--- START OF Data for this exercise ---

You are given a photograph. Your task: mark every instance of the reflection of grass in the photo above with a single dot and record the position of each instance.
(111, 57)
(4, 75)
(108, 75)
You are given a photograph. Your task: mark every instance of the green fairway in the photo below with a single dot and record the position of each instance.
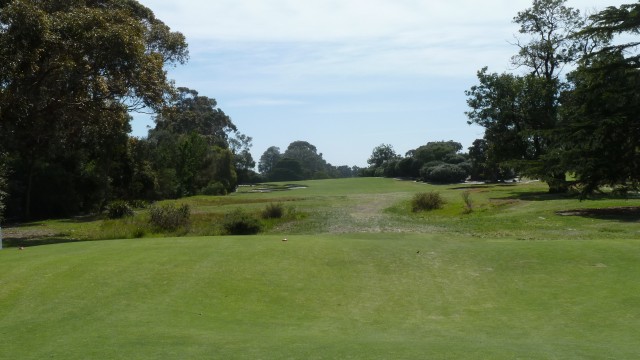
(358, 277)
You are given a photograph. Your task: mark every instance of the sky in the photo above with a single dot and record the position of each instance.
(344, 75)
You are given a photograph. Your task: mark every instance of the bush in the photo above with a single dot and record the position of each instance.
(239, 222)
(169, 217)
(273, 211)
(427, 201)
(119, 209)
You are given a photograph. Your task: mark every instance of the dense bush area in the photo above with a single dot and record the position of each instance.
(119, 209)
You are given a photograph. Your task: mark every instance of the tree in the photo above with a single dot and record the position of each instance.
(520, 113)
(68, 71)
(268, 160)
(192, 113)
(191, 140)
(307, 155)
(600, 133)
(3, 184)
(287, 169)
(436, 151)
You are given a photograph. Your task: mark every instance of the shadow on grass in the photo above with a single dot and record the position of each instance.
(622, 213)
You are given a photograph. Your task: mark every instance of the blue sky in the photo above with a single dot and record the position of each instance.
(344, 75)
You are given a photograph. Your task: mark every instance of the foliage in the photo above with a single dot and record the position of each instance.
(119, 209)
(381, 154)
(601, 132)
(240, 146)
(169, 217)
(214, 189)
(287, 169)
(427, 201)
(520, 112)
(468, 202)
(268, 160)
(273, 211)
(239, 222)
(444, 174)
(69, 74)
(191, 113)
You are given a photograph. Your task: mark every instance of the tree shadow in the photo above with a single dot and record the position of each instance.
(620, 213)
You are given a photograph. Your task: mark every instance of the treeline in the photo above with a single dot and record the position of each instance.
(71, 72)
(435, 162)
(300, 161)
(545, 124)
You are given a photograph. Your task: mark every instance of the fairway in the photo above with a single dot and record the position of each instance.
(441, 285)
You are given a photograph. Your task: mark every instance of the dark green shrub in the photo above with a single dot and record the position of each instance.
(169, 217)
(214, 189)
(119, 209)
(273, 211)
(427, 201)
(239, 222)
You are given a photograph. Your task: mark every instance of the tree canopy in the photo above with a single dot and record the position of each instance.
(70, 71)
(545, 125)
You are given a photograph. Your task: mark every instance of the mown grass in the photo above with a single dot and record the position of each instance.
(360, 276)
(369, 296)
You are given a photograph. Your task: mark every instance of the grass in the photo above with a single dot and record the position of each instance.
(360, 277)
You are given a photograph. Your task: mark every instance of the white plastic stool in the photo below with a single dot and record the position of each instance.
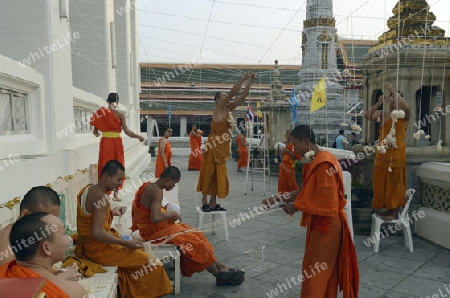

--- END OF Data for this exercise ---

### Stated task
Filter the listing above down to the lines containing the string "green", and copy each one unchanged.

### Full answer
You are given a photograph. Your task: mark every instance of the green fairway in the photo below with a single dot and record the position of each instance.
You are given a photograph. Your task: mark every instance of the dark green shrub in the photo above with a single dot and record the position of each instance.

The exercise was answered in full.